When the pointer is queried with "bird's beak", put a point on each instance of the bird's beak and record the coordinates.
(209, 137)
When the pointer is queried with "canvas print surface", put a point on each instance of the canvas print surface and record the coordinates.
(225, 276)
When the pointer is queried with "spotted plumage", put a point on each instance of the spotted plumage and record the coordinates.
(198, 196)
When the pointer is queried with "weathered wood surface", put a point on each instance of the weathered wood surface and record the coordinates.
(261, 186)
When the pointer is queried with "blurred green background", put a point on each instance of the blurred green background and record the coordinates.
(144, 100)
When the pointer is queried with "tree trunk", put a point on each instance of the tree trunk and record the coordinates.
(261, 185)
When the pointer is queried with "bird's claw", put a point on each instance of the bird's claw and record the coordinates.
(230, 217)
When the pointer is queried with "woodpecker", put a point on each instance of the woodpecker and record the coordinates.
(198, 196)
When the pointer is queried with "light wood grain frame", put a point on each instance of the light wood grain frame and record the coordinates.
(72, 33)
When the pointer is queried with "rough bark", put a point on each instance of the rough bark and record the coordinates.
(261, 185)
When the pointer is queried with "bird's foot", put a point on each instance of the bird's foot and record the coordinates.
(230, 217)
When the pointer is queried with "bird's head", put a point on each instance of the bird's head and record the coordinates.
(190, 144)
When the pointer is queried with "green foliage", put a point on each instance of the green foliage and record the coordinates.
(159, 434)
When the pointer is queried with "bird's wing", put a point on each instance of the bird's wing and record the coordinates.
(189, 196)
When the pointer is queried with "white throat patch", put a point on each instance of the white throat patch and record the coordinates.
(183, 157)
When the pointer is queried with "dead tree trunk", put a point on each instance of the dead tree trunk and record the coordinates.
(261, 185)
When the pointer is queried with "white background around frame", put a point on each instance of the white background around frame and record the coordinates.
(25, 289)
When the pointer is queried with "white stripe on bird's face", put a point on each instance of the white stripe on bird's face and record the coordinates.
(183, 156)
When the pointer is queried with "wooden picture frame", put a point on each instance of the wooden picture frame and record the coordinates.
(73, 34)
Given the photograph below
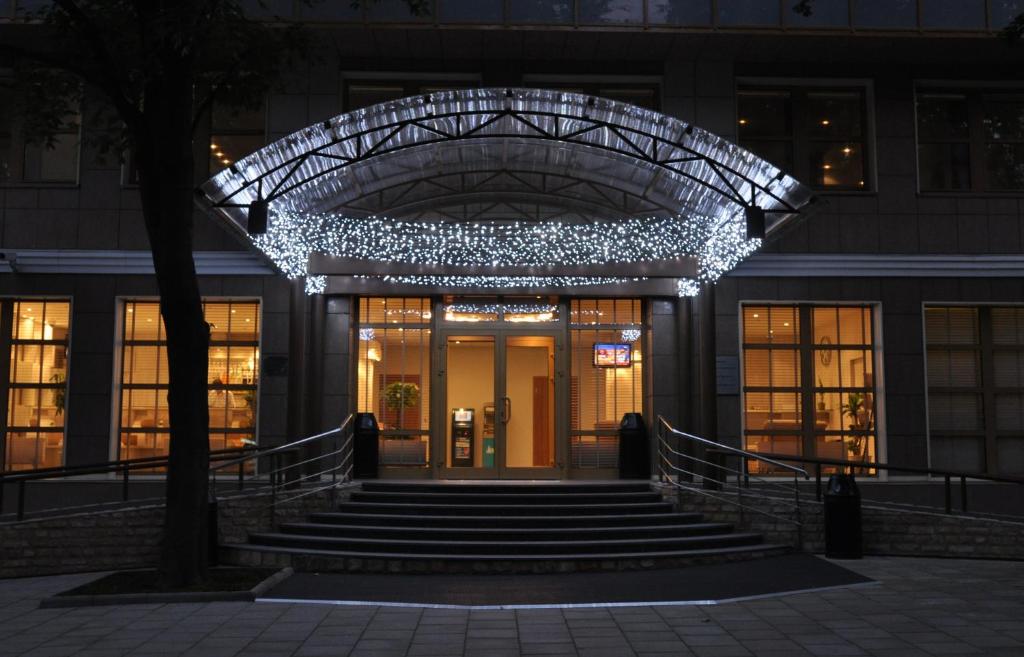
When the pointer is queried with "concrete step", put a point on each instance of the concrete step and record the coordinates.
(335, 561)
(443, 549)
(484, 533)
(511, 522)
(518, 497)
(410, 508)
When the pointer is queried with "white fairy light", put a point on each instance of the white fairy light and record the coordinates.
(687, 288)
(718, 246)
(630, 335)
(315, 285)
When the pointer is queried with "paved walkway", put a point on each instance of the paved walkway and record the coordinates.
(921, 607)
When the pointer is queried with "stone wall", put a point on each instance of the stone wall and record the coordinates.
(886, 530)
(130, 537)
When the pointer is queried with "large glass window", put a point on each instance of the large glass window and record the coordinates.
(814, 134)
(393, 375)
(235, 132)
(37, 384)
(231, 384)
(809, 381)
(970, 140)
(30, 158)
(976, 388)
(606, 380)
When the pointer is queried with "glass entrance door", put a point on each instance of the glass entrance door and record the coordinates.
(500, 405)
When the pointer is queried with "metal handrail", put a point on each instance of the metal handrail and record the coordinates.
(947, 475)
(739, 452)
(125, 467)
(667, 467)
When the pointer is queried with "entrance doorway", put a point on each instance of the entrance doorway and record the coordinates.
(500, 404)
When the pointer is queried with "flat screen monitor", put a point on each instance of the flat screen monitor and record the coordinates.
(612, 355)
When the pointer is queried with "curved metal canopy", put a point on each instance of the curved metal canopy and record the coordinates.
(468, 163)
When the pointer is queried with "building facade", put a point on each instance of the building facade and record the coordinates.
(883, 320)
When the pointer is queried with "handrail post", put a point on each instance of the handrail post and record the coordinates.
(800, 519)
(20, 499)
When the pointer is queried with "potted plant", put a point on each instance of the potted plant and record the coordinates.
(856, 409)
(398, 396)
(58, 394)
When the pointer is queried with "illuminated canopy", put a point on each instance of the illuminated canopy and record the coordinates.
(505, 188)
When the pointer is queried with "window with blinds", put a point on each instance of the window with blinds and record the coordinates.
(37, 383)
(393, 375)
(600, 395)
(976, 388)
(231, 381)
(809, 381)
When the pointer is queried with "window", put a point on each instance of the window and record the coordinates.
(143, 428)
(809, 382)
(976, 388)
(599, 395)
(818, 135)
(235, 132)
(28, 158)
(393, 375)
(37, 382)
(363, 94)
(970, 140)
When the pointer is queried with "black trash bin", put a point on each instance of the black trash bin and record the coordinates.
(634, 454)
(366, 453)
(843, 529)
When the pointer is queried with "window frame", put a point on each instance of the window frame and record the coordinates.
(7, 341)
(19, 144)
(975, 94)
(118, 386)
(807, 351)
(986, 389)
(801, 88)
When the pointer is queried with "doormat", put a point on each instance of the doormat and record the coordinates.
(692, 585)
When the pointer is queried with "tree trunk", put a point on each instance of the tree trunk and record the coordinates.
(166, 182)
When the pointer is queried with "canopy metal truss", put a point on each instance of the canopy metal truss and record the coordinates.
(493, 156)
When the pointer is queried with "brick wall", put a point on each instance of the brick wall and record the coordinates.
(128, 537)
(886, 531)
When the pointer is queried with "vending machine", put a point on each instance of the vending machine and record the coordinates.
(487, 457)
(463, 432)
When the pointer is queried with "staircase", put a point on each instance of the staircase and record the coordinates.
(499, 527)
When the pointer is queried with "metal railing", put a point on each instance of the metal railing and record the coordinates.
(679, 468)
(123, 469)
(284, 470)
(947, 475)
(287, 466)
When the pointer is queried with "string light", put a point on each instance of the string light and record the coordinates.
(717, 245)
(630, 335)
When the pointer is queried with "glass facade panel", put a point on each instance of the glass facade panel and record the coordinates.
(748, 12)
(952, 14)
(471, 10)
(610, 11)
(393, 375)
(886, 13)
(681, 12)
(827, 13)
(231, 382)
(600, 395)
(235, 132)
(541, 11)
(976, 387)
(836, 343)
(37, 384)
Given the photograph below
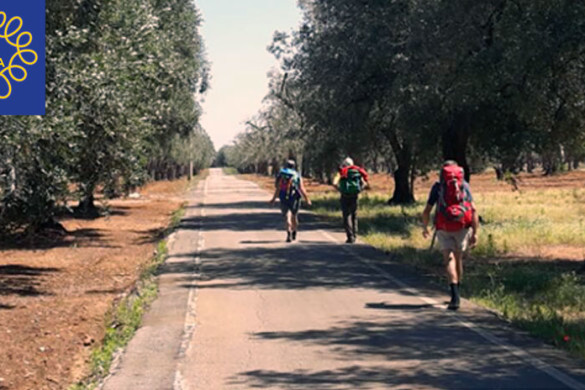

* Your goal *
Nothing but the pictures is to be left out; the rest of the listing should be copied exactly.

* Output of the task *
When the pointer is queried with "bird's beak", put a point on each instance of the bird's beak and record the coordinates.
(209, 137)
When the pointer is queried with "canvas print surface", put a point on each instance of the canvas print surface and record the coordinates.
(225, 276)
When the pointer is queried with "spotted plumage", put a point on each instance of the spotted plumage and record the coordinates.
(198, 196)
When the pointer is queried with "weathered wood surface", put a point on each instance of the weathered wood surface and record the coordinates.
(261, 186)
When the pointer is queried with "blurred green background", put a point on each instance of the blurred green background and record the coordinates.
(144, 100)
When the pointer is queried with "tree trunk", put a point on each instance of the tree trunk and record the coordinates.
(261, 185)
When the pointer is queried with "bird's claw", put a point on each instance of the bird's claw and record the coordinates.
(230, 217)
When the pointer is queried with "woodpecker", put a point on each instance of the woodpecker and record the coordinates.
(198, 196)
When the pointer is queried with "light wood grain frame", put a point on each instance of the light wood grain frame and record the coordinates.
(72, 33)
When the pointer is queried with "rough bark", put a point on each instance of the rough bark and record the coordinates.
(261, 185)
When the pointer is queried with "bird's foot", put a point on each instance of the bird's foot and record the coordinates.
(230, 217)
When the pointer is queried with "bird's head", put a point on each instance of the bird's head and record the coordinates.
(190, 144)
When the pointer is queried with "green foliage", put a point on each instance of the green foliage and record the coordinates.
(159, 434)
When the pointer is queried with "bird's wing", put a point on each instance of the bird's wing and record the coordinates.
(189, 196)
When the pointer is queried with "white throat patch", put a point on each instance of the white throat patch and record the coordinates.
(183, 157)
When the pointer is queried with "dead tree trunk", put a point on each instance of the dead tree trunk and record the coordinates.
(261, 185)
When the pointer is queried with "white background around frame", put a point on each instance of the white background around frame and record the coordinates.
(25, 289)
When the pointer is queried with "white stripe on bird's face", put a point on each instance of the white stripe on bird's face and record the coordinates.
(183, 156)
When the pointer is queried with "wooden picture frame", put a point on each instance of the wooden picture frame and record the coordinates.
(73, 34)
Given the photograph below
When the pointer is queried with "concrete step", put a point on each instance of the concrete step and record the coordinates.
(335, 561)
(443, 549)
(484, 533)
(511, 522)
(518, 497)
(410, 508)
When the pointer is queried with "white fairy light", put a point on each instance of the white fairy light and record the coordinates.
(687, 288)
(718, 246)
(630, 335)
(315, 285)
When the pointer is queried with "paved walkway", put a point on each instance of the paved walkway and record the coordinates.
(921, 607)
When the pointer is queried with "stone wall", put a point on each instance of the stone wall and record the coordinates.
(886, 530)
(130, 537)
When the pointer is queried with "large glass window", put a point on each instance of the large glass window and record the coordinates.
(814, 134)
(393, 375)
(235, 132)
(37, 384)
(231, 384)
(809, 381)
(970, 140)
(30, 158)
(976, 388)
(606, 380)
When the pointer is queried with "glass entrance door", put a point on each instance of the glass entrance door and record the coordinates.
(500, 405)
When the pointer is queried with "metal handrail", put a point on each instance of the metal handrail and record the coordinates.
(947, 475)
(739, 452)
(125, 467)
(667, 467)
When the pointer is queried with "entrance doorway", put a point on each instance of the entrance doorway and record the coordinates.
(500, 404)
When the pointer is queried with "flat screen monitor", put a point on each instance of the flat screen monitor and record the coordinates.
(612, 355)
When the pointer is queried with "curved metal canopy", put a point on each instance of the curved metal canopy and record the coordinates.
(468, 163)
When the pointer is queried with "building facade", put a point on each instance of the building facade and record the coordinates.
(883, 320)
When the pointer is queried with "handrail post", put a point on each instance of the handrail post and record the coordinates.
(800, 519)
(20, 499)
When the pointer is queried with "potted plant", put a point on each instance of the potted plant and record the coordinates.
(856, 409)
(398, 396)
(58, 394)
When the pointer is queried with "illuminated canopy", put a point on each instance of the illuminated canopy and record the coordinates.
(505, 188)
When the pointer is queried with "window with blinds", put a point on each instance of the window with blinds and record the coordinates.
(37, 383)
(393, 375)
(600, 395)
(976, 388)
(231, 381)
(809, 381)
When the pointer is queried with "window", put a point on each instance of the window and record the coordinates.
(143, 428)
(809, 382)
(976, 388)
(599, 395)
(818, 135)
(235, 132)
(28, 158)
(393, 375)
(37, 382)
(363, 94)
(970, 140)
When the pointer is queried with "black trash bin", put a point on each instance of the black trash bin and record the coordinates.
(634, 454)
(366, 453)
(843, 529)
When the pointer is queried with "window frame", put a point on each instance of the window frame and record the coordinates.
(7, 341)
(19, 144)
(975, 94)
(118, 386)
(807, 351)
(986, 389)
(801, 88)
When the pointer is queried with "doormat", put a point on each instance of the doormat and record the coordinates.
(692, 585)
When the pointer is queried with "tree trunk", put a point on each instance of the tree trunk and record the coordinates.
(166, 182)
When the pointer is queried with "canopy metal truss", put a point on each instance of the canopy metal truss and record the coordinates.
(493, 156)
When the pointer is queried with "brick wall", put a point on each instance of the brick wall and record the coordinates.
(128, 537)
(886, 531)
When the pointer is queried with "vending machine", put a point on each instance of the vending machine and record the coordinates.
(487, 457)
(463, 432)
When the pointer is queried with "staircase", put a point on each instance of the staircase and record the coordinates.
(499, 527)
When the pointer is queried with "metal railing", put a point on each instance of the metal railing and record the coordinates.
(679, 468)
(123, 469)
(284, 470)
(947, 475)
(287, 466)
When the pointer is queried with "string light", put a point on each instance of the string light and record the coordinates.
(717, 245)
(630, 335)
When the pointer is queried with "glass facade panel", put a point on each instance of the glass facade panel and record the coordinates.
(748, 12)
(952, 14)
(471, 10)
(610, 11)
(393, 375)
(886, 13)
(681, 12)
(827, 13)
(231, 382)
(600, 395)
(235, 132)
(541, 11)
(976, 387)
(836, 343)
(37, 384)
Given the photograph below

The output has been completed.